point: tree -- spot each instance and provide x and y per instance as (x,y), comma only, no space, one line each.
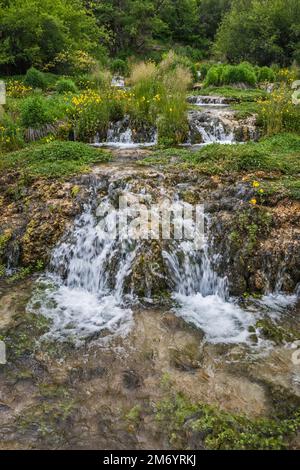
(260,31)
(33,32)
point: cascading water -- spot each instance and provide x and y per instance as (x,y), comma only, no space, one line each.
(86,281)
(120,134)
(88,291)
(209,101)
(209,127)
(202,295)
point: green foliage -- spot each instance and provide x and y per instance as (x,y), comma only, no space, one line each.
(278,113)
(66,85)
(11,135)
(159,97)
(260,32)
(35,79)
(37,32)
(216,429)
(266,74)
(276,154)
(35,112)
(236,94)
(219,75)
(119,67)
(53,160)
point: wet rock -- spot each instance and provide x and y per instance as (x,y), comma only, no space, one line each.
(131,380)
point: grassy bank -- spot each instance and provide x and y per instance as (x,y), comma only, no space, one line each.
(276,158)
(52,160)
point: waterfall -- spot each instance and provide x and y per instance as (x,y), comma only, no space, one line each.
(121,135)
(209,101)
(210,127)
(202,295)
(88,291)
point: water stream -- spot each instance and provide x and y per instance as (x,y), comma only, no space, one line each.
(88,291)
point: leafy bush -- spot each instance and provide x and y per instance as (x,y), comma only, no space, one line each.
(55,159)
(219,75)
(242,73)
(35,112)
(66,85)
(35,79)
(120,67)
(159,97)
(11,135)
(17,89)
(89,114)
(214,74)
(265,74)
(100,79)
(203,69)
(278,113)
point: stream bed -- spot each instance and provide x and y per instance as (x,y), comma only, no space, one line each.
(99,333)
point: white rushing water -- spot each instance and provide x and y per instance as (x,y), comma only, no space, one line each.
(85,295)
(120,135)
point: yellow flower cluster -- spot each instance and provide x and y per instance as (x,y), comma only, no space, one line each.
(7,135)
(16,89)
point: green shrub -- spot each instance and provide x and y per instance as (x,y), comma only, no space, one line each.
(278,113)
(242,73)
(89,115)
(214,74)
(265,74)
(35,79)
(119,67)
(203,69)
(11,136)
(219,75)
(56,159)
(66,85)
(35,112)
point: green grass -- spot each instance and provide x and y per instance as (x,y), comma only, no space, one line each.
(280,153)
(53,160)
(250,94)
(220,430)
(245,109)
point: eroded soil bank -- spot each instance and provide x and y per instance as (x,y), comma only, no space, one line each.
(163,385)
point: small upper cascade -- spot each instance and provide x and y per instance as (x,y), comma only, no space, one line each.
(118,82)
(121,134)
(210,127)
(210,101)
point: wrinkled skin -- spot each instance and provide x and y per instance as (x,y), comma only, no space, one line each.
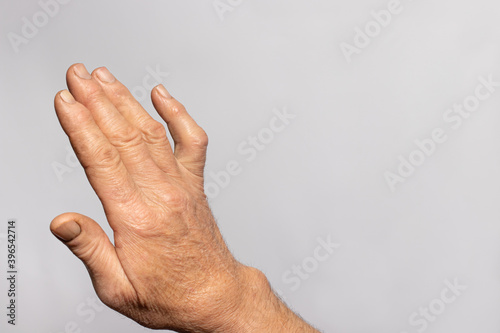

Exercise aim: Word for word, write out each line from the one with "point: eroded soil" through the end of the entries above, and omit any pictures.

Task response:
point: eroded soil bank -- spot each instance and provide x and y per instance as (x,y), comma only, no space, one line each.
(163,385)
point: small upper cascade -- spot each instance and provide x and y per instance as (x,y), comma only, no space, one line each.
(118,82)
(121,134)
(210,127)
(210,101)
point: wrinkled skin -- spot each instance and provide x and y per instance as (x,y), comma only, no space, one line each.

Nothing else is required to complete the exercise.